What you need to do >>
Turn every line of the entries below into a numbered list, omitting blank lines and the pictures.

Dataset records >>
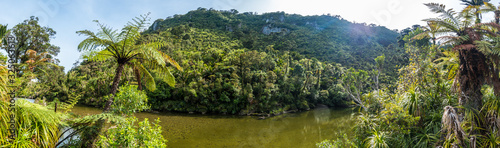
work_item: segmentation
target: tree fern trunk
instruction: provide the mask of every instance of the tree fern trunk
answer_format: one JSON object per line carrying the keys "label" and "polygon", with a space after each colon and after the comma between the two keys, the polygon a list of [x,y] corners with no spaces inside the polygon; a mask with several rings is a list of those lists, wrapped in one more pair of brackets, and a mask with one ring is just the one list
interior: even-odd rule
{"label": "tree fern trunk", "polygon": [[485,72],[488,67],[485,56],[476,49],[460,50],[459,79],[460,91],[459,105],[470,107],[479,111],[482,107],[481,86],[485,82]]}
{"label": "tree fern trunk", "polygon": [[[115,75],[115,78],[113,79],[113,85],[111,85],[111,97],[106,102],[106,105],[104,106],[103,112],[108,112],[111,109],[111,105],[113,104],[114,96],[116,94],[116,91],[118,90],[118,84],[120,83],[120,79],[122,77],[124,65],[125,65],[124,63],[118,63],[118,67],[116,68],[116,75]],[[99,119],[95,126],[97,128],[95,131],[96,133],[91,134],[91,135],[93,135],[93,137],[90,138],[90,140],[89,140],[93,143],[92,144],[93,146],[91,146],[91,147],[96,147],[95,143],[98,140],[99,133],[101,133],[102,127],[104,127],[104,119]]]}
{"label": "tree fern trunk", "polygon": [[477,119],[467,118],[480,118],[475,117],[474,114],[477,115],[483,106],[481,86],[485,82],[485,74],[488,71],[488,66],[485,62],[486,58],[484,54],[475,48],[461,49],[459,52],[460,68],[458,82],[461,94],[459,95],[458,103],[464,109],[470,110],[470,112],[464,112],[466,110],[461,109],[461,112],[465,115],[464,119],[472,121],[472,129],[469,135],[483,134],[483,131],[480,129],[484,125]]}
{"label": "tree fern trunk", "polygon": [[135,79],[137,79],[137,90],[142,90],[142,82],[141,82],[141,72],[139,69],[134,68]]}
{"label": "tree fern trunk", "polygon": [[109,111],[109,109],[111,108],[111,104],[113,104],[113,98],[116,94],[116,91],[118,90],[118,84],[120,83],[124,66],[125,64],[119,63],[118,67],[116,68],[116,75],[115,78],[113,79],[113,85],[111,85],[111,91],[110,91],[112,96],[106,102],[106,106],[104,106],[104,112]]}

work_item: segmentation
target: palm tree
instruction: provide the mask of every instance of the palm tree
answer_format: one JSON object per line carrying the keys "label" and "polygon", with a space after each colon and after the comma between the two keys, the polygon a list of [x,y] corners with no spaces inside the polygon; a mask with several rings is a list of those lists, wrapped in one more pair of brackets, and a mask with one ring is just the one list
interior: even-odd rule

Answer for this exercise >>
1. work_item: segmentation
2. target: tree fern trunk
3. instruction: provide the mask of every instance of the tree fern trunk
4. answer_format: one JSON object per line carrying the keys "label" and "polygon", with a space after each colon and after the comma between the two keys, the polygon a list of [x,y] corners with no spaces inside the polygon; a mask with several rings is a list of those lists, wrapped in one more pair of brackets, and a mask with one ring is just the one list
5. interior: even-odd rule
6. {"label": "tree fern trunk", "polygon": [[485,72],[488,67],[485,56],[476,49],[460,50],[459,79],[460,91],[459,105],[470,107],[479,111],[482,107],[481,86],[485,82]]}
7. {"label": "tree fern trunk", "polygon": [[[115,75],[115,78],[113,79],[113,85],[111,85],[111,97],[106,102],[106,105],[104,106],[103,112],[108,112],[111,109],[111,105],[113,104],[114,96],[116,94],[116,91],[118,90],[118,84],[120,83],[120,79],[122,77],[124,65],[125,65],[124,63],[118,63],[118,67],[116,68],[116,75]],[[99,119],[95,126],[97,128],[95,131],[96,133],[91,134],[91,135],[93,135],[93,137],[90,138],[90,140],[89,140],[93,143],[92,144],[93,146],[91,146],[91,147],[96,147],[95,143],[98,140],[99,133],[101,133],[102,127],[104,127],[104,119]]]}
8. {"label": "tree fern trunk", "polygon": [[477,119],[467,118],[480,118],[475,117],[474,114],[477,115],[483,106],[481,86],[485,82],[485,74],[488,71],[488,66],[485,62],[486,58],[484,54],[475,48],[461,49],[459,52],[460,68],[458,82],[461,94],[459,95],[458,103],[464,109],[470,110],[470,112],[464,112],[466,110],[461,109],[461,112],[465,115],[464,119],[472,121],[472,129],[469,135],[483,134],[483,131],[480,129],[484,125]]}
9. {"label": "tree fern trunk", "polygon": [[135,79],[137,79],[137,90],[142,90],[142,82],[141,82],[141,72],[139,69],[134,68]]}
10. {"label": "tree fern trunk", "polygon": [[109,111],[109,109],[111,108],[111,104],[113,104],[113,98],[116,94],[116,91],[118,90],[118,84],[120,83],[124,66],[125,64],[119,63],[118,67],[116,68],[116,75],[115,78],[113,79],[113,85],[111,85],[111,91],[110,91],[112,96],[106,102],[106,106],[104,106],[104,112]]}
11. work_item: segmentation
12. target: palm tree
13. instruction: provide the mask of every instance of the palm tree
14. answer_format: one JSON object per line carrying the keys "label" and "polygon", with a space after each colon and after the comma between the two keys, the polygon a list of [x,y] corners with no spaces inside the polygon; a mask with several rings is a list of those lists, wrapped in one more pair of brackets, and a mask with one ring is just the one list
15. interior: even-odd rule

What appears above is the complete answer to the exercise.